Provided data>
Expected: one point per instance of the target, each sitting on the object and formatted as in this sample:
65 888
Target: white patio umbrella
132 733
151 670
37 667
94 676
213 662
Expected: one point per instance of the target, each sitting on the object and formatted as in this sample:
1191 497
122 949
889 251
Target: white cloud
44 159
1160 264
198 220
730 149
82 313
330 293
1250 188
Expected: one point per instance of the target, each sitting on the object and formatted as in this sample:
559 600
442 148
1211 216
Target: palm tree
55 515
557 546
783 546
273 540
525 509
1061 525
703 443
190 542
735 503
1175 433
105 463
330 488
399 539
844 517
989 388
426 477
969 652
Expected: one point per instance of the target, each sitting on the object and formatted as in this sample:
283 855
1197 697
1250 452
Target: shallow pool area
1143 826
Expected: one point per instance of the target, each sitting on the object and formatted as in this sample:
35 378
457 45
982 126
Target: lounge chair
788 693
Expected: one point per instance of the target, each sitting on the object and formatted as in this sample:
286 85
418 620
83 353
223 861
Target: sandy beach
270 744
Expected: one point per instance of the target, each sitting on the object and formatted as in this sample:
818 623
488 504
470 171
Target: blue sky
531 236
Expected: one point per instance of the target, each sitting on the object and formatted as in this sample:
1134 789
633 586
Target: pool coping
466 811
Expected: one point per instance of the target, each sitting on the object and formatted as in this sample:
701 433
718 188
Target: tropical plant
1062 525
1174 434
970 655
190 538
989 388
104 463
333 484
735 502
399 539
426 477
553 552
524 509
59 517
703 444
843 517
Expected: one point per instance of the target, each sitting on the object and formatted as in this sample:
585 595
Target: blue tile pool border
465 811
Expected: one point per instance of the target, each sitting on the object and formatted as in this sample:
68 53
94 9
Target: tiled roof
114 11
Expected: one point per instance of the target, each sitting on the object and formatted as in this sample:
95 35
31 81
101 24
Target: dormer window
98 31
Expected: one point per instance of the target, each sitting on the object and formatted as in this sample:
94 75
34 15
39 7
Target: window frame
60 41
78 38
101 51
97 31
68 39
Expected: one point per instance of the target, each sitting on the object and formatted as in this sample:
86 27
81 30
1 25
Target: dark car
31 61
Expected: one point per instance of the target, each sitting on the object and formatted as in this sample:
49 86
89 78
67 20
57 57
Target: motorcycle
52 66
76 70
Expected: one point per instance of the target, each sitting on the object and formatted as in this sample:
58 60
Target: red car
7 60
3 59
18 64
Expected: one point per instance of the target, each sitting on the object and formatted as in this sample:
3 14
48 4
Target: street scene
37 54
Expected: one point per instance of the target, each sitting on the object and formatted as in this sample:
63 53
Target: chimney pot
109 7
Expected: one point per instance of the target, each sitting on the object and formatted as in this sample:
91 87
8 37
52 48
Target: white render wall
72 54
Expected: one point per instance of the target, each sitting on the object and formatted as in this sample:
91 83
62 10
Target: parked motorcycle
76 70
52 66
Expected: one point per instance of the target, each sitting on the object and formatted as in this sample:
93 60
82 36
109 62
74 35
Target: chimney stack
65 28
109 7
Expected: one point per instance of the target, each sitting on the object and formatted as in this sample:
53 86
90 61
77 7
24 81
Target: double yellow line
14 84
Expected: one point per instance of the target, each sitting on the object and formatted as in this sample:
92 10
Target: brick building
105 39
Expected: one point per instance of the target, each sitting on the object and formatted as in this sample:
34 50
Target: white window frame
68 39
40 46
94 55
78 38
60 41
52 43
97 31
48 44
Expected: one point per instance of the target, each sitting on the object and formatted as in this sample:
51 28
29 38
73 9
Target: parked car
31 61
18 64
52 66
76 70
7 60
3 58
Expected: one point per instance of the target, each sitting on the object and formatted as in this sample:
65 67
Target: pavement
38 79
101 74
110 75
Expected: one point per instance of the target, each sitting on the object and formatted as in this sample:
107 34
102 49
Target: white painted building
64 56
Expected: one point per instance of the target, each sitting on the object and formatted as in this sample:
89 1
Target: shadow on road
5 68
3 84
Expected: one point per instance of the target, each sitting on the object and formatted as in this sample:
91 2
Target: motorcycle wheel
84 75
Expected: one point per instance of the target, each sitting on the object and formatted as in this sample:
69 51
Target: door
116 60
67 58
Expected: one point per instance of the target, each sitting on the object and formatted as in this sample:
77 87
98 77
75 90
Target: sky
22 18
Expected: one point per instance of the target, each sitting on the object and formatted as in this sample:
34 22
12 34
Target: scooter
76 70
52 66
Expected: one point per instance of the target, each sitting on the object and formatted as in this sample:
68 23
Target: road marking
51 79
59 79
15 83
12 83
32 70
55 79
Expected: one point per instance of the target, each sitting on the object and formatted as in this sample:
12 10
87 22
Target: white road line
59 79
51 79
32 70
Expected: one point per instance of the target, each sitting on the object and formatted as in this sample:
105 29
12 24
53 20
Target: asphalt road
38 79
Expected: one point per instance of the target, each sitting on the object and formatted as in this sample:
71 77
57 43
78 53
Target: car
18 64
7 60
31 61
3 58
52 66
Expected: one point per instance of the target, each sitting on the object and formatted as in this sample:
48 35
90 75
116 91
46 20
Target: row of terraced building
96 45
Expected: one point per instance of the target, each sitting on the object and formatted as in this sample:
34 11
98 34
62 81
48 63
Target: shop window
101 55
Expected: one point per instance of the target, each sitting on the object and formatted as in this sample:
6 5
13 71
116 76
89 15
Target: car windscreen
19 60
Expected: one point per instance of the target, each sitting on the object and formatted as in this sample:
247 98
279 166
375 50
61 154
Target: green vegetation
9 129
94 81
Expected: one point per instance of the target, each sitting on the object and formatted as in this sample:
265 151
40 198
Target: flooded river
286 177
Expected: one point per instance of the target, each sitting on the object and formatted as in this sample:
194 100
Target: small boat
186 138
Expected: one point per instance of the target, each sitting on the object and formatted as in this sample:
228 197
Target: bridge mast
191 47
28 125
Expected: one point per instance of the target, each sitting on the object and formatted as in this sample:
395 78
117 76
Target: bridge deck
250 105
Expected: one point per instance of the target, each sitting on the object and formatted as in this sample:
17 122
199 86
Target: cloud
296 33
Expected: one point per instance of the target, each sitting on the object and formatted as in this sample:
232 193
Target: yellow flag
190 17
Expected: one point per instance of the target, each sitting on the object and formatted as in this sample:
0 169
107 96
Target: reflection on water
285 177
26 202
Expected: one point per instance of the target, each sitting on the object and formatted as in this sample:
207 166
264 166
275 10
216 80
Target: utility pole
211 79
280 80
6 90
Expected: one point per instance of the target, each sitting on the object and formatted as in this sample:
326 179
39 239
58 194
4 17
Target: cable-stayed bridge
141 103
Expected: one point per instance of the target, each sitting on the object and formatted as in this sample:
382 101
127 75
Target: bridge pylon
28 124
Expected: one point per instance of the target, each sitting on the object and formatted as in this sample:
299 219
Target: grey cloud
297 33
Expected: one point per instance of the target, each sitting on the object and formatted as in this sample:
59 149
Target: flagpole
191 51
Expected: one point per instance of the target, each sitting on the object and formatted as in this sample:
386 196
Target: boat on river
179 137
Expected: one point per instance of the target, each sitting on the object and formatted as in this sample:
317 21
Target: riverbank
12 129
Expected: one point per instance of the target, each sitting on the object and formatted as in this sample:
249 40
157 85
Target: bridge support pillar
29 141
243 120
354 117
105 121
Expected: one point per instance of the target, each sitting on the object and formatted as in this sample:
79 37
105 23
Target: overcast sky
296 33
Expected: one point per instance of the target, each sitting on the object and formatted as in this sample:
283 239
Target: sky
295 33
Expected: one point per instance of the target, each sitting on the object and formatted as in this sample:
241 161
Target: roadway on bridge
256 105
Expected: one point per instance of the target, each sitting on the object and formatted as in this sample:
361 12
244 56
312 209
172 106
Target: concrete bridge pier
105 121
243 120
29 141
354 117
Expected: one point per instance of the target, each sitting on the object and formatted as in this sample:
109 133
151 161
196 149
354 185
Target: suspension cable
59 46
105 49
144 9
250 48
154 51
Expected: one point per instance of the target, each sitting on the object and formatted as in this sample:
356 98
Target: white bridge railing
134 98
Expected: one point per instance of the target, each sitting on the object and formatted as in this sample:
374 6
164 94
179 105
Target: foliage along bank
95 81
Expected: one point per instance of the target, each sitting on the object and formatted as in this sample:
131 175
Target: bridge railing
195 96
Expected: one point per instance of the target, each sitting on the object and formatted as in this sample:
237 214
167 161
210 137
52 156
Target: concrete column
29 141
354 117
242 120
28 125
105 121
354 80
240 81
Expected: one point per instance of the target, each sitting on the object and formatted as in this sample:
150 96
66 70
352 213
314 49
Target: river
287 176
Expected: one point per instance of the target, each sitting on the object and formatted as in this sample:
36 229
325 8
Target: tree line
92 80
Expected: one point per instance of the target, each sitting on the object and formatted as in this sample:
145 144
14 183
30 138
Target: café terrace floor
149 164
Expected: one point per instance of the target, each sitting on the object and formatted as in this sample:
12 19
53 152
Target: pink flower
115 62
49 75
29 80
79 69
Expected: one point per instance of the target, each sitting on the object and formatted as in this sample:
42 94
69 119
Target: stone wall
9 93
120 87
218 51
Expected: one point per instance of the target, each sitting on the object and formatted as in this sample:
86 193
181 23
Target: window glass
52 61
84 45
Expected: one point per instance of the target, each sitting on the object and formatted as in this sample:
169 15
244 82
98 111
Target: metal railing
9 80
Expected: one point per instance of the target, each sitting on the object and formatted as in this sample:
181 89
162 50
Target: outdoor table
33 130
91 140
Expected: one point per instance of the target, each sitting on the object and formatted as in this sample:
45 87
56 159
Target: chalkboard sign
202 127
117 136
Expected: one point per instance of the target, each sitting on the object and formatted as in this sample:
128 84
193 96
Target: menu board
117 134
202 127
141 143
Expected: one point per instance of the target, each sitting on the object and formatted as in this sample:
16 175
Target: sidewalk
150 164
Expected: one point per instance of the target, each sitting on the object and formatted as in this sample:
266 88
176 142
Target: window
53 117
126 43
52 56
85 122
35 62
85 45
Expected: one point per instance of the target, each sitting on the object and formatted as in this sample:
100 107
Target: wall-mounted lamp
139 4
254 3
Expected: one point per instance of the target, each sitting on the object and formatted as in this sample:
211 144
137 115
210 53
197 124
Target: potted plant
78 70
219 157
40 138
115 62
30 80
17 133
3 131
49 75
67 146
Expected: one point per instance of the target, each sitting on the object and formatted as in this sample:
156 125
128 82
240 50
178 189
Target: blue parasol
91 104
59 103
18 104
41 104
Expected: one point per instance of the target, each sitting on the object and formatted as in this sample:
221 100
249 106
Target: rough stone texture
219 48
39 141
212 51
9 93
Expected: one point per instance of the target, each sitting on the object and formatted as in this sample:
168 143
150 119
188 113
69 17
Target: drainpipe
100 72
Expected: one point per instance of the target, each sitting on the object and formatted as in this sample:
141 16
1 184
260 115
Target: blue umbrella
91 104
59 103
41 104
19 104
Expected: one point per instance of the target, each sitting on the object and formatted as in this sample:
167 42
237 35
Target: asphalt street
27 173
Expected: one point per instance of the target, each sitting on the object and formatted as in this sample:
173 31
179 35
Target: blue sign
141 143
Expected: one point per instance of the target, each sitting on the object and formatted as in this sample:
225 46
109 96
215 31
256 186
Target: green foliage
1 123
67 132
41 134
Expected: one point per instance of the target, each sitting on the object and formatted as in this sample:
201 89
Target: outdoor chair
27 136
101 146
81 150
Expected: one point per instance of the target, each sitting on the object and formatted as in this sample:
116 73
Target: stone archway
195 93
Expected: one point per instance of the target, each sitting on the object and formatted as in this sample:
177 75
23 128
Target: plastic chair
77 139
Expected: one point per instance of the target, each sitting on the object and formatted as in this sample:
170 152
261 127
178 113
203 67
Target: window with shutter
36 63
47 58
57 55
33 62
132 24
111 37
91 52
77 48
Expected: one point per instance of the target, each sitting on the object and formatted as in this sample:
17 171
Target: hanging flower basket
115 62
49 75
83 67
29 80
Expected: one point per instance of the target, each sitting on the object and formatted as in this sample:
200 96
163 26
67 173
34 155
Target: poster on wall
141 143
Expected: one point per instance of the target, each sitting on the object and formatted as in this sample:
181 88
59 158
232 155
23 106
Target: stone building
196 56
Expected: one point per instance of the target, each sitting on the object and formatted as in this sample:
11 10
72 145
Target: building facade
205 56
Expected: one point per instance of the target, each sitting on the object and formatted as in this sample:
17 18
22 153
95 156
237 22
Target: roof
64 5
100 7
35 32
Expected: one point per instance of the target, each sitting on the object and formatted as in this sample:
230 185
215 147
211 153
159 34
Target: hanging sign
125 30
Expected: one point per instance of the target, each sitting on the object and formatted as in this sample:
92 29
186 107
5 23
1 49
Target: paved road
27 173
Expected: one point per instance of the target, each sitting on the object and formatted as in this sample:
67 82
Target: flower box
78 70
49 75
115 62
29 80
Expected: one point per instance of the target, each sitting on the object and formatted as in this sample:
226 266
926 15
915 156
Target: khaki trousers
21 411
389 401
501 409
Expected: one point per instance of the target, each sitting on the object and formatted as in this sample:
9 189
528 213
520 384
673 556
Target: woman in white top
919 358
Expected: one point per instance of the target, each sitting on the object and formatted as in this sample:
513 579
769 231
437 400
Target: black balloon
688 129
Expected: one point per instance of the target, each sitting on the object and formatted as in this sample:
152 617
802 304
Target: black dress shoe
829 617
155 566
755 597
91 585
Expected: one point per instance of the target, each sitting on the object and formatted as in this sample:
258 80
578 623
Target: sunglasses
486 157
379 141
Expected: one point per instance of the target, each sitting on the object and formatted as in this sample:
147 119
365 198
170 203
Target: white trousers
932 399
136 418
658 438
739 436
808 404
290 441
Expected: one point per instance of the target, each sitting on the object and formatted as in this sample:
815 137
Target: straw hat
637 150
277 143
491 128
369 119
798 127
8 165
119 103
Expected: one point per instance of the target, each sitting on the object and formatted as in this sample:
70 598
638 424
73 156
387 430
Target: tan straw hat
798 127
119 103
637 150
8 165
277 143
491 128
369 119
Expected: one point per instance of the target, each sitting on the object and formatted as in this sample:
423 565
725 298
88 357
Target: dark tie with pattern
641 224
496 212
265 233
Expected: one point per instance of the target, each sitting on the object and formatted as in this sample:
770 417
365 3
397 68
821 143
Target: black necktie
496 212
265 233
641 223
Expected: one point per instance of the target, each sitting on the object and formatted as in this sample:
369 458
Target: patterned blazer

Work to complete> Quote only the lines from the one containing "Target: khaki trousers" through the final line of the records, with both ends included.

Answer section>
Target: khaki trousers
21 411
389 401
501 409
Expected: one point per instance of the target, each sitting on the object and formatted as in this sample:
9 189
528 213
520 384
673 556
Target: woman in white top
919 358
Expected: one point per instance of the target, each sitting on the object and formatted as in this sample:
513 579
769 231
437 400
Target: black balloon
688 129
Expected: one point per instance of the target, each sitting on the object and formatted as in this sample:
152 617
802 304
Target: black dress shoe
829 617
155 566
755 597
91 585
Expected: one point per instance of the target, each sitting on the object and formatted as in this sample:
258 80
578 623
Target: sunglasses
486 157
379 141
Expected: one point per instance of the target, each sitting on the object and formatted as in this sample:
147 119
365 198
170 203
Target: white trousers
932 399
136 418
658 438
739 436
808 404
290 441
Expected: one point per instance of the target, each sitting on the object and formatted as in this sample:
815 137
Target: straw hat
637 150
277 143
491 128
369 119
798 127
8 165
119 103
Expected: one point per instance of the target, each sitting on the object and formatted as in this sample:
70 598
638 424
73 156
387 430
Target: tan straw hat
798 127
119 103
637 150
8 165
277 143
491 128
369 119
Expected: one point per instance of the target, each sitting on the object and formatted as in this sample:
423 565
725 298
88 357
Target: dark tie with pattern
641 224
496 212
265 233
Expected: one point per instance of the target, each sitting on the object and formatted as in this sample:
770 417
365 3
397 68
821 143
Target: black necktie
496 212
265 233
641 223
Expected: one point per instance of the target, each sitting on the object and formatted as in this sample:
369 458
Target: patterned blazer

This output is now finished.